| Exercise description |
Please count how many of the lines below contain the string "feather", and give only that number.

Coordinate annotation entries
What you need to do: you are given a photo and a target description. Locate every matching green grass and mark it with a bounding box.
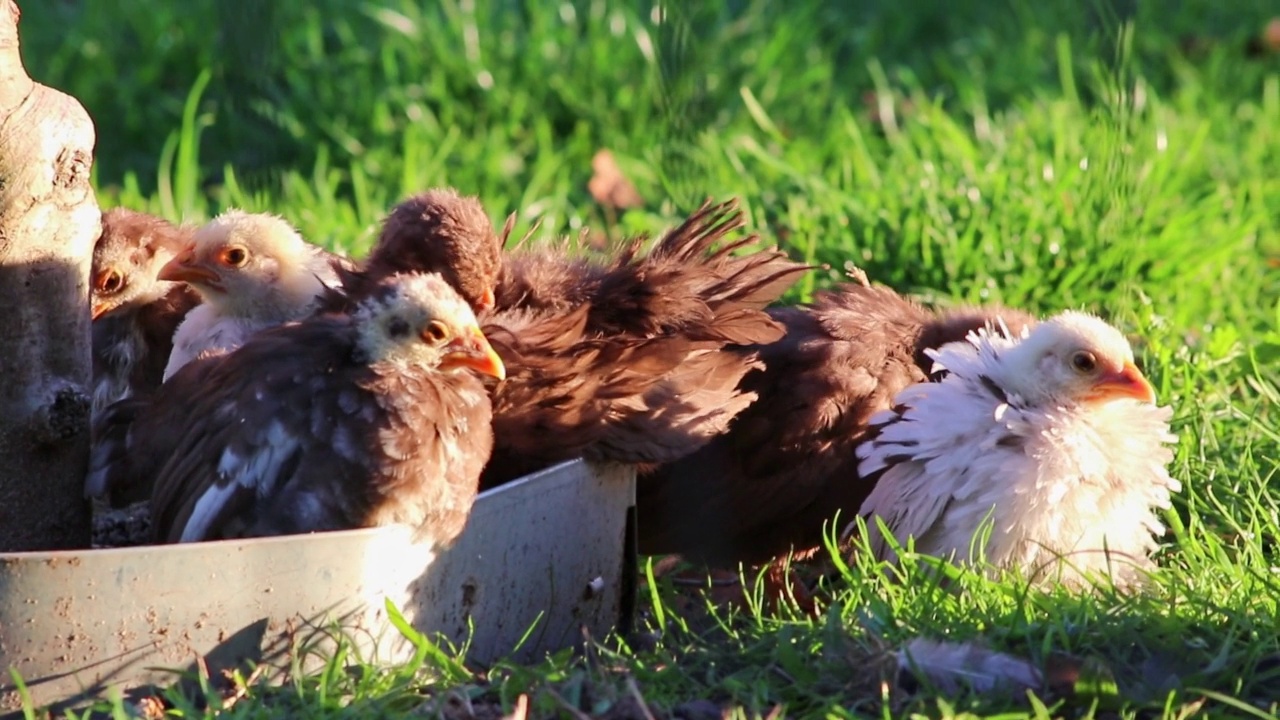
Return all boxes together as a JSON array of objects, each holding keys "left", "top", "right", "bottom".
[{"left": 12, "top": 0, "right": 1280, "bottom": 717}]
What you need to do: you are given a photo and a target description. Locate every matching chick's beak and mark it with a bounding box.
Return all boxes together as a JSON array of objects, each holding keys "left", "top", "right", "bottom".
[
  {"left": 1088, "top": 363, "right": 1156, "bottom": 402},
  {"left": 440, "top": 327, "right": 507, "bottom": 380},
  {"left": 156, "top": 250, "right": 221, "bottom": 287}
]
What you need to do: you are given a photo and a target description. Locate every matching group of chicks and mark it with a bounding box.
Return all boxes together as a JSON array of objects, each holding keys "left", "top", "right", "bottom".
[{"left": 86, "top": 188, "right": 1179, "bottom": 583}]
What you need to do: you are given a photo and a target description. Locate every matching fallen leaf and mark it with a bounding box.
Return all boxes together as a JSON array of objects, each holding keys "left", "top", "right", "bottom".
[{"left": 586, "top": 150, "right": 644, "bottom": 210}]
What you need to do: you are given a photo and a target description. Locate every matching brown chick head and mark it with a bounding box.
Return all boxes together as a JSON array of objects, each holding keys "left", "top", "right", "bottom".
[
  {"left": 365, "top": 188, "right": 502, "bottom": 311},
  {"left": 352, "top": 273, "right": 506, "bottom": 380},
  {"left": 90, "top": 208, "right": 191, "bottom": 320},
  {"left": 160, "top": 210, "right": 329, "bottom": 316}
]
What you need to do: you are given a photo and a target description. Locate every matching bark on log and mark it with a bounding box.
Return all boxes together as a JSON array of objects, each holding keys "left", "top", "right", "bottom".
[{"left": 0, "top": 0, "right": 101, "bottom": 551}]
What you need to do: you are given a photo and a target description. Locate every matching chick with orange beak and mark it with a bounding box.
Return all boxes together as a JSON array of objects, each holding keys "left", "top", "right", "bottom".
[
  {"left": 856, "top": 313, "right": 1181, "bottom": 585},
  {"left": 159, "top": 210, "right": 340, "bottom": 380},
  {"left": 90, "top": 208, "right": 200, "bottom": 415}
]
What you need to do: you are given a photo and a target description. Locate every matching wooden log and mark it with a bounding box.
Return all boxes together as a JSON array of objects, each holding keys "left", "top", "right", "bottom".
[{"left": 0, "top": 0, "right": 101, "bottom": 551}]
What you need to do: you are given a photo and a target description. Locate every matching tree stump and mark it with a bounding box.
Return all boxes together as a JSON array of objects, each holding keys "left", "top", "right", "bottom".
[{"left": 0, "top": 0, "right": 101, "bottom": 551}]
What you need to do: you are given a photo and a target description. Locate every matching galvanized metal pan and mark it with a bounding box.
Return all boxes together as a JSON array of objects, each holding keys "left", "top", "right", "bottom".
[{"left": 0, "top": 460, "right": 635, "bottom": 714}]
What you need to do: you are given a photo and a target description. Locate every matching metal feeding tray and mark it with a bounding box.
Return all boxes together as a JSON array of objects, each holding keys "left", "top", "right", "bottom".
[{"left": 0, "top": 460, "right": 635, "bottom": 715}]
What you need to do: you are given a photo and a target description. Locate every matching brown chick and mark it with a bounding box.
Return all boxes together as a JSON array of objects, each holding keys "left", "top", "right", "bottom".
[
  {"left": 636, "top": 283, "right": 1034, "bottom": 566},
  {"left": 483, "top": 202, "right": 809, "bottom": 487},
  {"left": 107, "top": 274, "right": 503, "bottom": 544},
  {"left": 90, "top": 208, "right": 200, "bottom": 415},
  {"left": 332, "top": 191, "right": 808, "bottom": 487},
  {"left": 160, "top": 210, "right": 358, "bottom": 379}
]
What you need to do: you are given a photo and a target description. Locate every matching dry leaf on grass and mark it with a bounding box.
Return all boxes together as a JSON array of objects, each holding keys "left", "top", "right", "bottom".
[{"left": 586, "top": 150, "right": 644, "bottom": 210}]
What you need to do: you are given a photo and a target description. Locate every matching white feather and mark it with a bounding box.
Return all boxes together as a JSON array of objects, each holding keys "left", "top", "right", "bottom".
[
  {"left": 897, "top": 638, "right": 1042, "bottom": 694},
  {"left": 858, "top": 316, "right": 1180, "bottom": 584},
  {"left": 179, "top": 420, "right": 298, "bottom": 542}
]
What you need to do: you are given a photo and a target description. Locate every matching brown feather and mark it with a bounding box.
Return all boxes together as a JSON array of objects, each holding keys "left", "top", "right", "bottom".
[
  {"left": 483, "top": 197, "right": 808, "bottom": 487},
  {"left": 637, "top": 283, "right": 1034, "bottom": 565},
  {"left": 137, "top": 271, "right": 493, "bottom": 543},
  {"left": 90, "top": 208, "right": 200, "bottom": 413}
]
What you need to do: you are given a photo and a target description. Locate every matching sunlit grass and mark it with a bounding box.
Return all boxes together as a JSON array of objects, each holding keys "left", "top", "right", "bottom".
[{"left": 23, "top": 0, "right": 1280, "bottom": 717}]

...

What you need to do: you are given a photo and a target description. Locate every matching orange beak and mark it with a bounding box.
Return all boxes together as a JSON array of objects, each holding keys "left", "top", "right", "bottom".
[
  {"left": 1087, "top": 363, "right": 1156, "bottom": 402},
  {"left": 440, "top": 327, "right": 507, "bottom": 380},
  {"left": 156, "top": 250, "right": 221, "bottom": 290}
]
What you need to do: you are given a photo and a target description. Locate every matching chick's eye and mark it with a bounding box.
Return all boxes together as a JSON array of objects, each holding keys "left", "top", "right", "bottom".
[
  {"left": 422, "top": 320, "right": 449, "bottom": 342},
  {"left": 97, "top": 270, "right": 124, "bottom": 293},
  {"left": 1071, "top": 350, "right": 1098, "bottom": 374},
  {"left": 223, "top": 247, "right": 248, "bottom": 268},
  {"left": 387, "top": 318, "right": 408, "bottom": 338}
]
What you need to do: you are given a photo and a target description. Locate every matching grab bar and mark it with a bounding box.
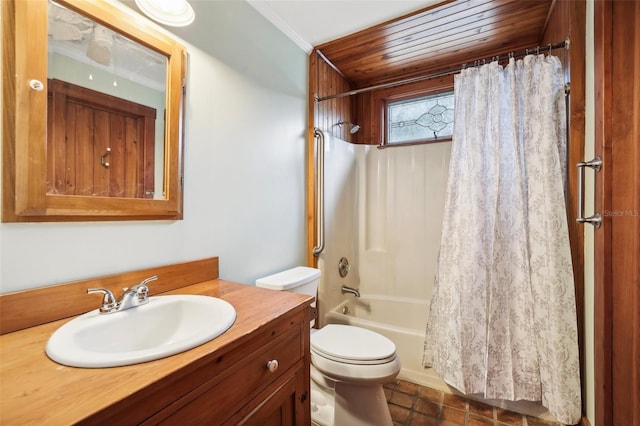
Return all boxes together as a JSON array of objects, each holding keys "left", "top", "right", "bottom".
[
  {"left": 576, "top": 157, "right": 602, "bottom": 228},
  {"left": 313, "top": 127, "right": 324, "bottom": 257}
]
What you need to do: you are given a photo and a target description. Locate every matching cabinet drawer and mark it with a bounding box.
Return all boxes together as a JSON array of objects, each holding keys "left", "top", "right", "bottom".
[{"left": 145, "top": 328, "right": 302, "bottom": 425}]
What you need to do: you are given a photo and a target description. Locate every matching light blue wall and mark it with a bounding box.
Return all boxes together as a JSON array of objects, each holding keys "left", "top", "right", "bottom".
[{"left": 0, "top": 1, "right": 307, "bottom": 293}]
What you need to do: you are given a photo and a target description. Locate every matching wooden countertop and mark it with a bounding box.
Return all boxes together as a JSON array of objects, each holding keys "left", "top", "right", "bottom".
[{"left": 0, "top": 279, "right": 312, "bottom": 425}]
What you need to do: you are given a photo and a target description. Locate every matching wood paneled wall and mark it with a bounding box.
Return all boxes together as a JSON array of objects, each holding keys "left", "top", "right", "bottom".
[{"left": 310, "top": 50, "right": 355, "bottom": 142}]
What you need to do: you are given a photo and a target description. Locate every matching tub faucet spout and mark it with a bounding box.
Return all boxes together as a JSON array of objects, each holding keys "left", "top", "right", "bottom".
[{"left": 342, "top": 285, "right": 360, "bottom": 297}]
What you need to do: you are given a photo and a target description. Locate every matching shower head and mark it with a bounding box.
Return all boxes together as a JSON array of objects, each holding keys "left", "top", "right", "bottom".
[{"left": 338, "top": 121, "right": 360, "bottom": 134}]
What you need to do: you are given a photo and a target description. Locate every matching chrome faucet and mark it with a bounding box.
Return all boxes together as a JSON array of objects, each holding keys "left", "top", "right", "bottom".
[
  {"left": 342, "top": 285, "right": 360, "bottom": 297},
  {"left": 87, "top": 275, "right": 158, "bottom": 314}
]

| Worked solution |
2